[Begin]

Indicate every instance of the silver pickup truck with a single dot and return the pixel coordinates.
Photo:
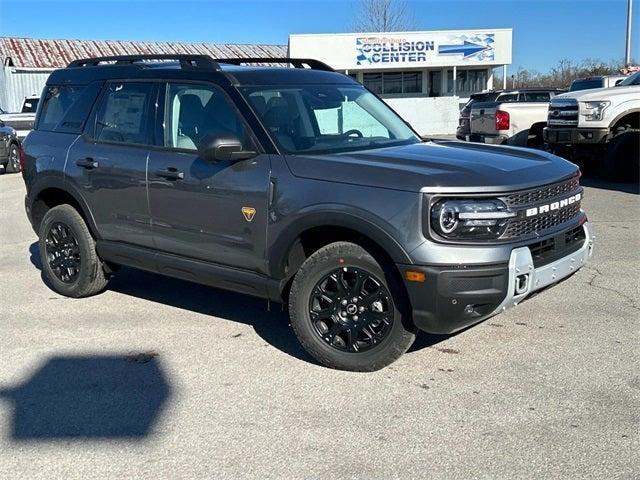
(514, 118)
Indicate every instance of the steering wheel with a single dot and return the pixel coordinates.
(353, 131)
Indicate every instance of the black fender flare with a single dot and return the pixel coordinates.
(56, 181)
(278, 252)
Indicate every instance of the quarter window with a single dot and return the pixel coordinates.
(124, 115)
(57, 101)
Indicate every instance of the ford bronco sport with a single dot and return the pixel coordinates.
(297, 185)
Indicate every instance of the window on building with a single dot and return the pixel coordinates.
(122, 115)
(467, 81)
(393, 82)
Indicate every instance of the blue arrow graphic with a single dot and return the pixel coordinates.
(466, 49)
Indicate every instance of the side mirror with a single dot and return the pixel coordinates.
(224, 147)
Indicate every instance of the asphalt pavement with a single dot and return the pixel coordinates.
(159, 378)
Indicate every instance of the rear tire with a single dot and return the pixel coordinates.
(13, 165)
(70, 264)
(360, 324)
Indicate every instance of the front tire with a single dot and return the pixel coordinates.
(622, 161)
(347, 311)
(70, 264)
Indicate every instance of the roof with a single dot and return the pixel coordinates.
(47, 53)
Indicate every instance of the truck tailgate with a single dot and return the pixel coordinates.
(483, 119)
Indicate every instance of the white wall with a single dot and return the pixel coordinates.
(428, 115)
(16, 84)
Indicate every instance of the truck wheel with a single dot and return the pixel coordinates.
(70, 264)
(622, 162)
(347, 311)
(13, 165)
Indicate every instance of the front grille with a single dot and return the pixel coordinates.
(538, 225)
(538, 195)
(563, 113)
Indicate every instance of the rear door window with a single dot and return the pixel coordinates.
(508, 97)
(57, 100)
(124, 114)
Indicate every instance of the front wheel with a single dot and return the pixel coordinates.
(70, 264)
(347, 311)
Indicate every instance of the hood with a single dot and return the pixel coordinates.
(444, 166)
(594, 94)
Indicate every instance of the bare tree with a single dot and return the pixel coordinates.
(383, 16)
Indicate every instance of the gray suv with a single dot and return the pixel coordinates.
(297, 185)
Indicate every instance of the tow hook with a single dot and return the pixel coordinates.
(522, 283)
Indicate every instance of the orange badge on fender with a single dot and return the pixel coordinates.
(249, 213)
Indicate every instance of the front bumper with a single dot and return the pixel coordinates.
(573, 136)
(453, 298)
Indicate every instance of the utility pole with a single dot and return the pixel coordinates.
(627, 55)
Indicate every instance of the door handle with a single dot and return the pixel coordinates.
(170, 173)
(87, 163)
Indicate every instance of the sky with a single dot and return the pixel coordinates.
(544, 31)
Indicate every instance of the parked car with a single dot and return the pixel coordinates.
(514, 118)
(463, 131)
(9, 149)
(297, 185)
(22, 122)
(602, 81)
(599, 126)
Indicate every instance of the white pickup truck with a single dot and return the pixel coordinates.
(23, 121)
(514, 118)
(599, 127)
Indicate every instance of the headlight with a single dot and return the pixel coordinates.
(461, 219)
(595, 110)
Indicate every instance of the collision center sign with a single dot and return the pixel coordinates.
(405, 49)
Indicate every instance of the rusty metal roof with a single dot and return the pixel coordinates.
(45, 53)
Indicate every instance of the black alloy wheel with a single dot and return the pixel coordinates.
(351, 309)
(63, 253)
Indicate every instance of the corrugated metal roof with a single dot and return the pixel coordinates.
(44, 53)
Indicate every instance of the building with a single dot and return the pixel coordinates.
(424, 76)
(27, 62)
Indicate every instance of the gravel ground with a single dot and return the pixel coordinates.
(159, 378)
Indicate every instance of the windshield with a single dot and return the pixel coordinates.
(327, 118)
(30, 105)
(632, 80)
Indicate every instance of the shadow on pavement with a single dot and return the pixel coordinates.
(89, 397)
(271, 325)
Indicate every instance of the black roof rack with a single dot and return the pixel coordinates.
(186, 61)
(204, 62)
(296, 62)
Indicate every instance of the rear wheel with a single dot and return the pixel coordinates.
(70, 264)
(347, 311)
(13, 165)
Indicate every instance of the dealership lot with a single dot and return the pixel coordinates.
(159, 378)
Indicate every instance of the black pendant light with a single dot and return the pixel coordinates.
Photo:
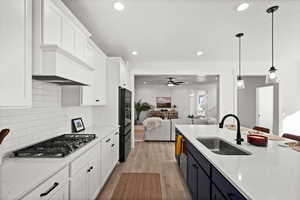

[End]

= What is needed =
Copy out every item above word for word, without the pictures.

= Written solution =
Indicate every instance of the silver pickup truck with a single dot and return the pixel coordinates.
Photo:
(514, 118)
Indicate every instance of the steering wheel with a single dot and return the pixel coordinates.
(353, 131)
Indicate every instance of the black fender flare with a single dot and return the pixel coordinates.
(56, 181)
(278, 252)
Indicate every instance of the quarter window with a single dot and return the pixel coordinates.
(124, 115)
(57, 101)
Indicate every instance of the ford bronco sport with a single dot and return the pixel coordinates.
(297, 185)
Indicate every instance of the window on building with a single dot and return the pixel coordinates.
(122, 115)
(467, 81)
(393, 82)
Indicate every instance of the blue arrow graphic with a single dot and return the pixel coordinates.
(466, 49)
Indicate every instance of the side mirror with a single dot and return the pixel coordinates.
(224, 147)
Indicate every instance of the asphalt pavement with a single dot and return the pixel coordinates.
(159, 378)
Indicate every instance of the rear tire with a single dot and return the pixel coordinates.
(13, 165)
(70, 264)
(360, 324)
Indicate every instance of the front tire with a single dot and return the pixel coordinates.
(622, 161)
(347, 311)
(70, 264)
Indicate every instance of the roof with a single dot and return the pixel coordinates.
(47, 53)
Indicate every instance of the truck tailgate with a single dot and return the pixel coordinates.
(483, 119)
Indicate every instance of the white wall with a single dot and return the pixel coordinates.
(428, 115)
(16, 84)
Indicate every instance of the truck wheel with a single dot and return the pixel coordinates.
(70, 264)
(622, 162)
(347, 311)
(13, 165)
Indicate every instance of the front grille with a single dot and return the pixel coordinates.
(538, 225)
(538, 195)
(563, 113)
Indicate every instance of the rear door window with a single dot and return the pixel coordinates.
(508, 97)
(57, 100)
(124, 114)
Indicate every instance of the front wheel with a single dot and return the pixel coordinates.
(70, 264)
(347, 311)
Indicate every instance of the hood with a single dot and return the pixel coordinates.
(444, 166)
(594, 94)
Indicate every instance of the bare tree with a single dot and return the pixel coordinates.
(383, 16)
Indicate every instance of the gray suv with a single dot and return the pixel coordinates.
(297, 185)
Indicate every instance of the tow hook with a single dot and return the pixel coordinates.
(522, 283)
Indicate every instance of the orange badge on fender with a single dot and return the pixel coordinates.
(249, 213)
Indicate every instance of the front bumper with a single dot and return the pixel coordinates.
(573, 136)
(453, 298)
Indicate every instance of the utility pole with a single dot and return the pixel coordinates.
(627, 55)
Indicate every instance of the door handle with a single dot and return the pixel coordinates.
(170, 173)
(87, 163)
Indicate every instance of the sky with a single dot and return the pixel coordinates.
(544, 31)
Indicate every instance of the parked car with a single dot and return the pixel coordinates.
(514, 118)
(463, 131)
(9, 149)
(297, 185)
(22, 122)
(602, 81)
(599, 126)
Indicate every instance of the white pickup truck with a single dot and return the pixel coordinates.
(23, 121)
(514, 118)
(599, 127)
Indicate every instance of the headlight with a single dot and return the pixel coordinates.
(461, 219)
(595, 110)
Indicate every instance of the collision center sign with a single dot and return the pixel coordinates.
(405, 49)
Indicate every instance of the rusty metal roof with a single dot and return the pixel coordinates.
(45, 53)
Indicate every instance of the black alloy wheel with a single dot and return the pixel coordinates.
(351, 309)
(63, 253)
Indicate every instance of the corrugated metal roof with a single dot and return the pixel coordinates.
(44, 53)
Indicate every instance of the building with a single dot and return the pixel coordinates.
(424, 76)
(27, 62)
Indicate every instance of the gravel ground with a single dot and return the pixel coordinates.
(159, 378)
Indicate every instance of the windshield with a single dot and return the pixel coordinates.
(327, 118)
(30, 105)
(632, 80)
Indicate every instance of the shadow on pavement with a single dot and return the pixel coordinates.
(89, 397)
(271, 325)
Indicate every instance of the black roof rack with a single dot and return the pixel coordinates.
(186, 61)
(204, 62)
(296, 62)
Indicate every instance of the rear wheel with a single dot and return the pixel coordinates.
(70, 264)
(347, 311)
(13, 165)
Indicate every instance of the dealership lot with a single dot and return the pixel coordinates.
(159, 378)
Indicate every instance of the black pendant light with a single dot and return the pixel coordinates.
Photo:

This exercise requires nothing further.